Can you rewrite the data below, substituting "Trace each instance" for every "Outline every instance" and leaving everything else unchanged?

+---+

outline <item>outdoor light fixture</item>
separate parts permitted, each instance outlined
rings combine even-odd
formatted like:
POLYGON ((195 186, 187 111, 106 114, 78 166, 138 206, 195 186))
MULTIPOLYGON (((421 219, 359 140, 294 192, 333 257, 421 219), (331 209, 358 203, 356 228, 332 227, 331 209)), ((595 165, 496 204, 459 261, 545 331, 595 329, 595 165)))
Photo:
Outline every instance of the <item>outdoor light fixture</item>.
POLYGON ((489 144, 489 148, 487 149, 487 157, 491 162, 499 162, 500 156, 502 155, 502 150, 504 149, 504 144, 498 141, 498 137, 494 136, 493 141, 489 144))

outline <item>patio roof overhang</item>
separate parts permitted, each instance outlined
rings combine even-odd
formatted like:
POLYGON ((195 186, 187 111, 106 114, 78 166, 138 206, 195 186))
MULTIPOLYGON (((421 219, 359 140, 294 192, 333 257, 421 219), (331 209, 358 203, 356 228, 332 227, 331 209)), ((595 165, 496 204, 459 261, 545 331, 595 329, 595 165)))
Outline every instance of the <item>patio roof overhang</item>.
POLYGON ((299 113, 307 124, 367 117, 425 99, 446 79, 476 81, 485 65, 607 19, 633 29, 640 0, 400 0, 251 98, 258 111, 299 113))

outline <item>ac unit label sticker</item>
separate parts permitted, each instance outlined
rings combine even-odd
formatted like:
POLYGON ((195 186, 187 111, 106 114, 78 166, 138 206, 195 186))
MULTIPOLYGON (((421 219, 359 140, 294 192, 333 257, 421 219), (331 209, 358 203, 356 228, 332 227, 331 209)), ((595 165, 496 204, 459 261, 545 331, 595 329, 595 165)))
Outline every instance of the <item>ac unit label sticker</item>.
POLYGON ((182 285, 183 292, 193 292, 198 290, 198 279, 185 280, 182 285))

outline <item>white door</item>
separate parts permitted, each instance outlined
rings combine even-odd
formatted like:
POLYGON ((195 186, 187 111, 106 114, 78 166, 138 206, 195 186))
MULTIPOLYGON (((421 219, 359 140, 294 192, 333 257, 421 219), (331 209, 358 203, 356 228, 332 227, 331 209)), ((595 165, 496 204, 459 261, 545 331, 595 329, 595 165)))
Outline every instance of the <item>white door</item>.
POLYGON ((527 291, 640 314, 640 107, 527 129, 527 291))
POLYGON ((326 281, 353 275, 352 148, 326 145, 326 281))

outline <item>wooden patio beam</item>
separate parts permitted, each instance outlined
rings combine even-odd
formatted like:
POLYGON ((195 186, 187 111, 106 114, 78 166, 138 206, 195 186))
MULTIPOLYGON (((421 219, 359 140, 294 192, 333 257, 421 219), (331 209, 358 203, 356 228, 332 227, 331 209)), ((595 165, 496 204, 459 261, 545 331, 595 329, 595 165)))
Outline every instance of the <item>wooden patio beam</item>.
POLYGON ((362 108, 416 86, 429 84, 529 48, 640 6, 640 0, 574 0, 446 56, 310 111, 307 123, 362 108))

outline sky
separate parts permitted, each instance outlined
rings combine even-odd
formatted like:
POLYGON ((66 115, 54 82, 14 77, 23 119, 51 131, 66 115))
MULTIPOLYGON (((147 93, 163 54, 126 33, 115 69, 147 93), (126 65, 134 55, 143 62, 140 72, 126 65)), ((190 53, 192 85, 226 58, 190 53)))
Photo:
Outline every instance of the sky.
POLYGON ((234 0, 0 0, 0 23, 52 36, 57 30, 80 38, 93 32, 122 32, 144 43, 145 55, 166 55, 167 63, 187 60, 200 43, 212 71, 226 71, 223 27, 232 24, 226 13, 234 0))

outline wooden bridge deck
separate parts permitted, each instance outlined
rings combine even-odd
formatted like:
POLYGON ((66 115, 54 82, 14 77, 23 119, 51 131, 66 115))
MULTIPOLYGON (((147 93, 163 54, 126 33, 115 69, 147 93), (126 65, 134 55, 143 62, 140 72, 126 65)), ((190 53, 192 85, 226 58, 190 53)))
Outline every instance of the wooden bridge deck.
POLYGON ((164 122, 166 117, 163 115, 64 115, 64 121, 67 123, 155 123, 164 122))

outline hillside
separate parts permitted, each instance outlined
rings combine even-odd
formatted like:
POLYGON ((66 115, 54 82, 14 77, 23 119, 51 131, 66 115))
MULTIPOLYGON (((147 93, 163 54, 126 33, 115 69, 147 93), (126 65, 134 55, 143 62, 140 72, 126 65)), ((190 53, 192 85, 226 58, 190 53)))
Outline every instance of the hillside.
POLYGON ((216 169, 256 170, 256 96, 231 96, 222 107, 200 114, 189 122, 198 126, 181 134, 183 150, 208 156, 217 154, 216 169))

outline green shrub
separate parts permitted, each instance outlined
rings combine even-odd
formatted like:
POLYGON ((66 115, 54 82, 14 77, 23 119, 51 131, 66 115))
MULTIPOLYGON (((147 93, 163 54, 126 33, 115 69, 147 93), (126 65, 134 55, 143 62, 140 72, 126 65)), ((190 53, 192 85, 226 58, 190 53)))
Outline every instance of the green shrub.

+---+

# [Correct response]
outline <item>outdoor light fixture</item>
separate parts permitted, each instance outlined
rings combine even-odd
formatted like:
POLYGON ((195 186, 187 111, 106 114, 78 166, 138 206, 195 186))
MULTIPOLYGON (((421 219, 359 140, 294 192, 333 257, 421 219), (331 209, 358 203, 356 228, 332 227, 331 209)), ((595 165, 496 204, 459 261, 545 331, 595 329, 595 165)))
Photo:
Trace each instance of the <item>outdoor light fixture</item>.
POLYGON ((489 144, 489 148, 487 149, 487 157, 491 162, 499 162, 500 156, 502 155, 502 150, 504 149, 504 144, 498 141, 498 137, 494 136, 493 141, 489 144))

outline <item>patio roof overhang</item>
separate parts permitted, each instance outlined
rings combine even-odd
formatted like:
POLYGON ((195 186, 187 111, 106 114, 78 166, 138 206, 195 186))
MULTIPOLYGON (((421 219, 359 140, 294 192, 333 257, 421 219), (331 209, 358 203, 356 228, 332 227, 331 209)), ((595 165, 496 204, 459 261, 545 331, 595 329, 595 165)))
Trace each instance of the <item>patio roof overhang</item>.
POLYGON ((299 113, 307 124, 367 117, 425 99, 446 79, 476 81, 485 65, 607 19, 633 29, 640 0, 400 0, 251 98, 258 111, 299 113))

outline <item>ac unit label sticker</item>
separate parts permitted, each instance outlined
rings combine even-odd
formatted like:
POLYGON ((195 186, 187 111, 106 114, 78 166, 138 206, 195 186))
MULTIPOLYGON (((421 219, 359 140, 294 192, 333 257, 421 219), (331 209, 358 203, 356 228, 332 227, 331 209)), ((595 165, 496 204, 459 261, 545 331, 595 329, 595 165)))
Trace each instance of the <item>ac unit label sticker</item>.
POLYGON ((182 285, 183 292, 193 292, 198 290, 198 279, 185 280, 182 285))

outline <item>white door</item>
separate parts permitted, each instance outlined
rings combine even-odd
formatted like:
POLYGON ((195 186, 187 111, 106 114, 78 166, 138 206, 195 186))
MULTIPOLYGON (((421 219, 359 140, 294 192, 333 257, 421 219), (331 209, 358 203, 356 228, 332 227, 331 209)), ((595 165, 496 204, 459 261, 545 331, 595 329, 595 165)))
Trace each instance of the <item>white door</item>.
POLYGON ((527 291, 640 314, 640 107, 527 129, 527 291))
POLYGON ((326 281, 353 275, 352 148, 326 145, 326 281))

outline <item>wooden patio beam</item>
separate parts permitted, each instance outlined
rings combine even-odd
formatted like:
POLYGON ((195 186, 187 111, 106 114, 78 166, 138 206, 195 186))
MULTIPOLYGON (((421 219, 359 140, 294 192, 333 257, 421 219), (331 209, 358 203, 356 228, 332 227, 331 209)), ((595 165, 496 204, 459 261, 545 331, 595 329, 595 165)))
Trace each instance of the <item>wooden patio beam</item>.
POLYGON ((362 108, 416 86, 429 84, 529 48, 640 6, 640 0, 574 0, 446 56, 310 111, 307 123, 362 108))

outline sky
separate parts permitted, each instance outlined
rings combine even-odd
formatted like:
POLYGON ((66 115, 54 82, 14 77, 23 119, 51 131, 66 115))
MULTIPOLYGON (((147 93, 163 54, 126 33, 115 69, 147 93), (126 65, 134 55, 143 62, 140 72, 126 65)), ((190 53, 192 85, 226 58, 190 53)))
Photo:
Trace each instance of the sky.
POLYGON ((234 0, 0 0, 0 23, 52 36, 57 30, 80 38, 93 32, 122 32, 144 43, 145 55, 166 55, 167 63, 187 60, 200 43, 212 71, 226 71, 223 27, 232 24, 226 13, 234 0))

outline wooden bridge deck
separate parts permitted, each instance outlined
rings combine even-odd
formatted like:
POLYGON ((66 115, 54 82, 14 77, 23 119, 51 131, 66 115))
MULTIPOLYGON (((147 93, 163 54, 126 33, 115 69, 147 93), (126 65, 134 55, 143 62, 140 72, 126 65)), ((190 53, 192 85, 226 58, 190 53)))
Trace each instance of the wooden bridge deck.
POLYGON ((164 122, 166 117, 163 115, 64 115, 64 121, 67 123, 155 123, 164 122))

outline hillside
separate parts permitted, each instance outlined
rings combine even-odd
formatted like:
POLYGON ((66 115, 54 82, 14 77, 23 119, 51 131, 66 115))
MULTIPOLYGON (((147 93, 163 54, 126 33, 115 69, 147 93), (126 65, 134 55, 143 62, 140 72, 126 65)), ((190 53, 192 85, 226 58, 190 53)))
Trace each instance of the hillside.
POLYGON ((216 169, 256 170, 256 96, 231 96, 222 107, 200 114, 189 122, 198 126, 181 134, 183 150, 208 156, 217 154, 216 169))

outline green shrub
separate parts permitted, each instance outlined
rings combine even-odd
formatted like:
POLYGON ((66 115, 54 82, 14 77, 23 119, 51 131, 66 115))
MULTIPOLYGON (((147 93, 163 54, 126 33, 115 69, 147 93), (126 65, 134 55, 143 62, 140 72, 126 65)), ((190 53, 192 85, 226 58, 190 53)))
Trace each instance of the green shrub.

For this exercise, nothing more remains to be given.